(Records drawn from a dataset)
= Beginning of Section =
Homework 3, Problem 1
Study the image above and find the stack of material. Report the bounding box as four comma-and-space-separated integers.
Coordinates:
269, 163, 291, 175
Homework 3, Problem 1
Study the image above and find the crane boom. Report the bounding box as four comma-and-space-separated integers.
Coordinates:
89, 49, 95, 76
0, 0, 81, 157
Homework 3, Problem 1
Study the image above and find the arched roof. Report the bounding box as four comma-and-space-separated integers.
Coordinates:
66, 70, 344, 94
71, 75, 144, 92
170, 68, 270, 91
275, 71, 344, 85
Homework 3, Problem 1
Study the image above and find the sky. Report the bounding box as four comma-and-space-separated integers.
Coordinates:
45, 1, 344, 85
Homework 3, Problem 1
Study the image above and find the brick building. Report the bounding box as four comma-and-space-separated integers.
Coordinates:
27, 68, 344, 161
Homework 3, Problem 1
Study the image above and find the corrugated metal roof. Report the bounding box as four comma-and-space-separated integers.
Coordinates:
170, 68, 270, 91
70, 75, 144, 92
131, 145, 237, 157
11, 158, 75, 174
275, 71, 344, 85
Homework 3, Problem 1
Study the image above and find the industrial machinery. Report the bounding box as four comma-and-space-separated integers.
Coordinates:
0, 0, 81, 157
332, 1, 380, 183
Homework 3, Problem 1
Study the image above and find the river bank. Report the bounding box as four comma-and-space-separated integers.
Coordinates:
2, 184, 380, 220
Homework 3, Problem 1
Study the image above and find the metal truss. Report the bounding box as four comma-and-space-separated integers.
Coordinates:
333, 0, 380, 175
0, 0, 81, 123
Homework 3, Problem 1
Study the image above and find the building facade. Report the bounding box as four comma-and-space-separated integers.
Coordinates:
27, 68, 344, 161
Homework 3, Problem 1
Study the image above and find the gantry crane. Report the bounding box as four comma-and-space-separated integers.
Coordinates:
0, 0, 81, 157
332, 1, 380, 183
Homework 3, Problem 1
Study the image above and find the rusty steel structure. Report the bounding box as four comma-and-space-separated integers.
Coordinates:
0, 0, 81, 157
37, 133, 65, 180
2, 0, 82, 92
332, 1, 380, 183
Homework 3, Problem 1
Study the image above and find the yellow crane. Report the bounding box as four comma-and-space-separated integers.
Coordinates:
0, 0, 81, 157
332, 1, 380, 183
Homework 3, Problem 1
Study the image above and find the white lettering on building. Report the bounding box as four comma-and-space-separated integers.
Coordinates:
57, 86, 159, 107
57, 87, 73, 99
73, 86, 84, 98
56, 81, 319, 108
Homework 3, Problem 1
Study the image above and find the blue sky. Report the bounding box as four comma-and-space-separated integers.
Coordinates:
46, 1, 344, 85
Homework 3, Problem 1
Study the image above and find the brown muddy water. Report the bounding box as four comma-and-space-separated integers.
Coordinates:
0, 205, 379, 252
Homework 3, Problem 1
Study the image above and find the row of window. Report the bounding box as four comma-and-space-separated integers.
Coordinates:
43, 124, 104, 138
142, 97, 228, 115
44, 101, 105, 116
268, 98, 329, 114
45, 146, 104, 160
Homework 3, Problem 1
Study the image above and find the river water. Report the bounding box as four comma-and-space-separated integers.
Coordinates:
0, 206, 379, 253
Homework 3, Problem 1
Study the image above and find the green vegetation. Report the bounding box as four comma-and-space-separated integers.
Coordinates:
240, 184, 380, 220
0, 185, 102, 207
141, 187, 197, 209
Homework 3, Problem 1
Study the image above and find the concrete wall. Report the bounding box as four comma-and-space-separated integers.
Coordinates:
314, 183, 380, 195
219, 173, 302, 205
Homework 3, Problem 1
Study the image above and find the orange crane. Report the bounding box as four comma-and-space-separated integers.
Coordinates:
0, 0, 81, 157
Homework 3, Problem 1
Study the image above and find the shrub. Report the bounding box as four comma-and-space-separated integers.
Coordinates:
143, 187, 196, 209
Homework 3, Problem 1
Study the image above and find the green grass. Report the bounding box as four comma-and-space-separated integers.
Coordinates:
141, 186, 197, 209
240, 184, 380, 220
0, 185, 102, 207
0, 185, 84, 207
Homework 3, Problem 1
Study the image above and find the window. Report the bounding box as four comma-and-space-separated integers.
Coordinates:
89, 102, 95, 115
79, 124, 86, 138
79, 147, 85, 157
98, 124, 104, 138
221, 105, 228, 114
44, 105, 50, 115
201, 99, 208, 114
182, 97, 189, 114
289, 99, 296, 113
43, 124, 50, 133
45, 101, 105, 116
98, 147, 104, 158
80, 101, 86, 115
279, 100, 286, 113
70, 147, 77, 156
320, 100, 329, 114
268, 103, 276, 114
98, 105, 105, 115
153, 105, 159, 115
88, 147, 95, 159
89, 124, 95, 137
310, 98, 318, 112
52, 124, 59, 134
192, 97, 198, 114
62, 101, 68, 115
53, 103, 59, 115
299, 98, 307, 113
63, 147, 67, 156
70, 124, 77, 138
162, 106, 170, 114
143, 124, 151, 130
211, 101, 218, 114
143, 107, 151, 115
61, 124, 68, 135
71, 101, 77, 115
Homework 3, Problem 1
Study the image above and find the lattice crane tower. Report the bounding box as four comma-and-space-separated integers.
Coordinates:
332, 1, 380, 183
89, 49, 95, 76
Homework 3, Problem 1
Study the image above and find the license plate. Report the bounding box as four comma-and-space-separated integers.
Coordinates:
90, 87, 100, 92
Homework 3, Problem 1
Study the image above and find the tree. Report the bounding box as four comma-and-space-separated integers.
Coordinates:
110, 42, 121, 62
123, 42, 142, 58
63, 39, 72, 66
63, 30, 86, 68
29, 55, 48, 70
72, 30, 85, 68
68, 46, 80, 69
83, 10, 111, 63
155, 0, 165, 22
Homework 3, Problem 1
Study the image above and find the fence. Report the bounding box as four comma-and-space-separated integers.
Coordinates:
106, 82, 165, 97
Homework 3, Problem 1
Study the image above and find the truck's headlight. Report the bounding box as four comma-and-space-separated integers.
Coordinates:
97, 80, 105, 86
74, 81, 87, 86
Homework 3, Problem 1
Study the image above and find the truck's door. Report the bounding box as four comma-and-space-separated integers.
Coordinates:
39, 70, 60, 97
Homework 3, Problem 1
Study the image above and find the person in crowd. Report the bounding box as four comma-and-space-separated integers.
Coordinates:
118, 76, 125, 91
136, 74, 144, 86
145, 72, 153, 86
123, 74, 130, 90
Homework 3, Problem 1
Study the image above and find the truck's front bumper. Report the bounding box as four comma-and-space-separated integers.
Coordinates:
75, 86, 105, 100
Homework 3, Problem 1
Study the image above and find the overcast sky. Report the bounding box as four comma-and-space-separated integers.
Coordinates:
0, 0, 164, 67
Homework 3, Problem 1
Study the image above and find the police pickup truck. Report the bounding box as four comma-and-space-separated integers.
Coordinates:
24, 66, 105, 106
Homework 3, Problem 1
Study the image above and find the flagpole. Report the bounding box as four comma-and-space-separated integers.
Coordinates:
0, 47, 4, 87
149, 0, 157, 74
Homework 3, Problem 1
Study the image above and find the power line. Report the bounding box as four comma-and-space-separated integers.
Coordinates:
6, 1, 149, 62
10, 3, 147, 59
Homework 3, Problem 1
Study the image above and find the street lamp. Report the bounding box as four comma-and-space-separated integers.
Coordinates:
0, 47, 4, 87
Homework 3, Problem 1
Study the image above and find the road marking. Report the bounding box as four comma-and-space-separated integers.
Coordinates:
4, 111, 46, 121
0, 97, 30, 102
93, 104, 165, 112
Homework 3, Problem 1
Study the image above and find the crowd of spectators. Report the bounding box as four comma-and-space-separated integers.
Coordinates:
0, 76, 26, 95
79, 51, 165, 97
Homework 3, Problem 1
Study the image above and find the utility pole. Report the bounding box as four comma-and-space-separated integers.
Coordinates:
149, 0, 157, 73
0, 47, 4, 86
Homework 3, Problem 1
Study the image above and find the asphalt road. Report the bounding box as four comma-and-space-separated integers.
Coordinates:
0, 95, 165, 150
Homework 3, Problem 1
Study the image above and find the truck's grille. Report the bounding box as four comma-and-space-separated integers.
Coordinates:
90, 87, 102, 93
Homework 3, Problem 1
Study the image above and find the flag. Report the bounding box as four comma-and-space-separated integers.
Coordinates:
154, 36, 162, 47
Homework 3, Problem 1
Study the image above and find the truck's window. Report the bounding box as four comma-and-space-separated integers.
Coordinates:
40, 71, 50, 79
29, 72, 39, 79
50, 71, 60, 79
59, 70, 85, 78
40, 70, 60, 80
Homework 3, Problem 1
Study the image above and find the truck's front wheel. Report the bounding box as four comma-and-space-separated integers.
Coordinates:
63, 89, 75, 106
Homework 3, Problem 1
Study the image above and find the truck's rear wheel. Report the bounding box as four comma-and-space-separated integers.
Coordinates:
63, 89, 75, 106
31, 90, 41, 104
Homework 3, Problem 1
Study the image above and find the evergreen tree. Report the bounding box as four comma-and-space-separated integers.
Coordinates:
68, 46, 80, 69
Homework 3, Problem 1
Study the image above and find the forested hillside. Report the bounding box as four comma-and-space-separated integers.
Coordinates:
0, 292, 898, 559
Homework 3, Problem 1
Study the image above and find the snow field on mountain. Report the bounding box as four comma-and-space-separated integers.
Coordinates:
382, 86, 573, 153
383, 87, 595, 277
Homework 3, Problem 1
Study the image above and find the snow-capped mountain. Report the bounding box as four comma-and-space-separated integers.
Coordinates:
= End of Section =
Go through the entries above and pull out each line with "wheel" in it.

Study the image above and find the truck's front wheel. Report the bounding box as four comma-and-space-separated integers.
Study the image above and find the truck's rear wheel. Report the bounding box as four comma-and-space-separated integers.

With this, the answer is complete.